**Activities**.
1. Copy the passage of the article about the Mexican insurance startup Super word for word, starting at "Mexico Insurance Tech" and ending at "founder Sebastian Villarreal.".
2. In the article about the Mexican insurance startup Super, which external firm developed the acceleration models behind the company's quake insurance?

**Reading passage**.

┄┄┄┄┄┄┄┄┄┄┄┄┄┄┄┄┄┄┄┄

Mexico Insurance Tech Startup Offers Quick Cash for Quake Damage
(Bloomberg) -- Mexican startup Super, which offers coverage for earthquake property damages, plans to expand into hurricane insurance and possibly raise a fresh funding round next year, according to chief executive officer and founder Sebastian Villarreal.
The company, which launched in 2019, offers simple and affordable insurance options to clients by eliminating the middlemen. Super uses technology to determine claims and makes direct payments to clients in a matter of days.
Its quake insurance, which was tested during a 7.0 magnitude tremor on Sept. 7, is based on acceleration models developed by external seismic engineering firm ERN. The model determines the potential damage that a quake initiated thousands of miles away can cause on a client’s home, whether it is a house or a high rise condo building.
Super is now turning its attention to providing support for damage caused by ever-more frequent hurricanes, especially in the Mexican states of Quintana Roo, Campeche, Veracruz, Jalisco and the Baja Peninsula.
“We will be launching by mid next year. It will take into consideration the hurricane category, its path, and wind speed where you live,” Villarreal said in an interview this week in his office.

┄┄┄┄┄┄┄┄┄┄┄┄┄┄┄┄┄┄┄┄

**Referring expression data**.
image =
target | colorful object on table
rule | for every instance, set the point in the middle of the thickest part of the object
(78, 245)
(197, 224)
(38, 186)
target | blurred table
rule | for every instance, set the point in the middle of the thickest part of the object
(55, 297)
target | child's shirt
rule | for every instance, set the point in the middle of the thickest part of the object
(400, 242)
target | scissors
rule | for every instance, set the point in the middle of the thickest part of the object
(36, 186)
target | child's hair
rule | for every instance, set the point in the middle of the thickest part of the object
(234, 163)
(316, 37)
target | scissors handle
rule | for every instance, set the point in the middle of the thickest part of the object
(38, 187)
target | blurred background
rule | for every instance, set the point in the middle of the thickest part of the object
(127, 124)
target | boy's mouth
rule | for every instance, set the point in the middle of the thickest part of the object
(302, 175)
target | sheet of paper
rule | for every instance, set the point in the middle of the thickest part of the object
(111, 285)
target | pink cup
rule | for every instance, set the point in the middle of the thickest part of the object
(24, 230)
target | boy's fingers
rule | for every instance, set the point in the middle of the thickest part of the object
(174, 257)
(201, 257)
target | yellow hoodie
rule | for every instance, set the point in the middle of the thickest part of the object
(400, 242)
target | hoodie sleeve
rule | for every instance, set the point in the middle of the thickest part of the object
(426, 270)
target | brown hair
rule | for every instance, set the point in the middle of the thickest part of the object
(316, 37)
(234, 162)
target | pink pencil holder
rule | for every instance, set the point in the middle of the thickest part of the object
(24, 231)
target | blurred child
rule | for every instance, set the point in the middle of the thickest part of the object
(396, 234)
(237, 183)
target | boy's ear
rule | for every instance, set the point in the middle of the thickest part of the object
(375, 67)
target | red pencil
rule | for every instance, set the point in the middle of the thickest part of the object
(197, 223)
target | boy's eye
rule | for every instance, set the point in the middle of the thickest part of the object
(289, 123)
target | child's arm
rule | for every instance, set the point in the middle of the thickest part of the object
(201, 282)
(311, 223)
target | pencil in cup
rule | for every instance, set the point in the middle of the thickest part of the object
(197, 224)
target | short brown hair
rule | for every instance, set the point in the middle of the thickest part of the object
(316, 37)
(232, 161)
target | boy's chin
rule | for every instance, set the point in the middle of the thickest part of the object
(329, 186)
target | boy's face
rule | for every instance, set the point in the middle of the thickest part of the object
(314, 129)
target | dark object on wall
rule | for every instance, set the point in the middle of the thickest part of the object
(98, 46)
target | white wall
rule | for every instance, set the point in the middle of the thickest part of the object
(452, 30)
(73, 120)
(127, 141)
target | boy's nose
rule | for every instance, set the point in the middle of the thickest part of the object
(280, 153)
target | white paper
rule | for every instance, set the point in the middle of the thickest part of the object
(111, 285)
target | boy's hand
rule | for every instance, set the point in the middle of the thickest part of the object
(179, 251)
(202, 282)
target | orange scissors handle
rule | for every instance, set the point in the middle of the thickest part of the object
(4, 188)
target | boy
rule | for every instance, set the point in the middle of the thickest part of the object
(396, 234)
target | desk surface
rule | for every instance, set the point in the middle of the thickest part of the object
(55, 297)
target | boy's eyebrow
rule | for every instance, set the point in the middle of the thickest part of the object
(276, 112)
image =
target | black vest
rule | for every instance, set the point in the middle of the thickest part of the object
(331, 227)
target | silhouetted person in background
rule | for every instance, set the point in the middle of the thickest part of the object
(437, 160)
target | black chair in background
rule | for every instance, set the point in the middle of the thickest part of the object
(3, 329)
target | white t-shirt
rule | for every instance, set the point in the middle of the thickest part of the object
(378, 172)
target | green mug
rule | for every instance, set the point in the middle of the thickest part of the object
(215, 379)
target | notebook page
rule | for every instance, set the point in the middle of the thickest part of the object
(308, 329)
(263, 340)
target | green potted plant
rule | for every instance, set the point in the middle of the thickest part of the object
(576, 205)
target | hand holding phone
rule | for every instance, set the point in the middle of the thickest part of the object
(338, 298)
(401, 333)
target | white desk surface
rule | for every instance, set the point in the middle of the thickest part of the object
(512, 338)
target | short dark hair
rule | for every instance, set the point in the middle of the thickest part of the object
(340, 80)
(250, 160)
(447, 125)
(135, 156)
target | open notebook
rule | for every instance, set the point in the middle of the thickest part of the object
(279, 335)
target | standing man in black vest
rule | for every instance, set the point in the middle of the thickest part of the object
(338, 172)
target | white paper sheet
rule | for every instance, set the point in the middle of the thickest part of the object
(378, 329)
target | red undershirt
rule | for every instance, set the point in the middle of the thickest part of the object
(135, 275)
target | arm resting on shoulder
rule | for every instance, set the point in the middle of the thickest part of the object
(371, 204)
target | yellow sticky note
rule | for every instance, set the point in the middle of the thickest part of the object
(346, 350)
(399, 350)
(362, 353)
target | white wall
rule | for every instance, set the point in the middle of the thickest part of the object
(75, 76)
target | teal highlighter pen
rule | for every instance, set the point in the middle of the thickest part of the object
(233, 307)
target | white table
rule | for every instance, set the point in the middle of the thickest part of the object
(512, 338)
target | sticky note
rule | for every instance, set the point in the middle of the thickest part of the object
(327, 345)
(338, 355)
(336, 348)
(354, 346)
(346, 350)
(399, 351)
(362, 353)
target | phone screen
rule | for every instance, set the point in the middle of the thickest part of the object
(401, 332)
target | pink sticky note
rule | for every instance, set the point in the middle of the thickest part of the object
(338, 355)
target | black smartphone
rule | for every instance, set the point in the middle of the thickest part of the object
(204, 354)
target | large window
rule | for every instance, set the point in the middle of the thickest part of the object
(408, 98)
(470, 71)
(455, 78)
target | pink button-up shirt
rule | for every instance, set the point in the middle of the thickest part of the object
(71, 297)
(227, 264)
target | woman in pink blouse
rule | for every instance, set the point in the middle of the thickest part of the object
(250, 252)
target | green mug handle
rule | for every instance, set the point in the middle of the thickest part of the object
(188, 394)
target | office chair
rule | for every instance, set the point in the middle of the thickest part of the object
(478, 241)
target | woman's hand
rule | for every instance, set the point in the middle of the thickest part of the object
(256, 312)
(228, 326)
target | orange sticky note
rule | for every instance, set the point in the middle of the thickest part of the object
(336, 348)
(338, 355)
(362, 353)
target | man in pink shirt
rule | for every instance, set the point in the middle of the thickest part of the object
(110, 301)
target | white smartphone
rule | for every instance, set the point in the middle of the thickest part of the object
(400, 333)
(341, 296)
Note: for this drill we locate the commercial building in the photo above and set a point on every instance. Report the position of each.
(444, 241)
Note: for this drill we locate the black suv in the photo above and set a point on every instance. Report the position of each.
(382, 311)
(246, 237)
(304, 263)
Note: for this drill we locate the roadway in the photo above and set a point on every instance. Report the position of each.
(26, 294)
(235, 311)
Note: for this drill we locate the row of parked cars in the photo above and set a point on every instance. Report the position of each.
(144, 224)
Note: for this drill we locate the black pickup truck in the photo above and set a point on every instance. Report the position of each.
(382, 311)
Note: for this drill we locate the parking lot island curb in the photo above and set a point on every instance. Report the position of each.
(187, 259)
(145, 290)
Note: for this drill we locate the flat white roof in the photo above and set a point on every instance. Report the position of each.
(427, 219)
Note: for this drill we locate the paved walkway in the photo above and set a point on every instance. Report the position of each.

┄┄┄┄┄┄┄┄┄┄┄┄┄┄┄┄┄┄┄┄

**Answers per task**.
1.
Mexico Insurance Tech Startup Offers Quick Cash for Quake Damage
(Bloomberg) -- Mexican startup Super, which offers coverage for earthquake property damages, plans to expand into hurricane insurance and possibly raise a fresh funding round next year, according to chief executive officer and founder Sebastian Villarreal.

2. ERN, an external seismic engineering firm.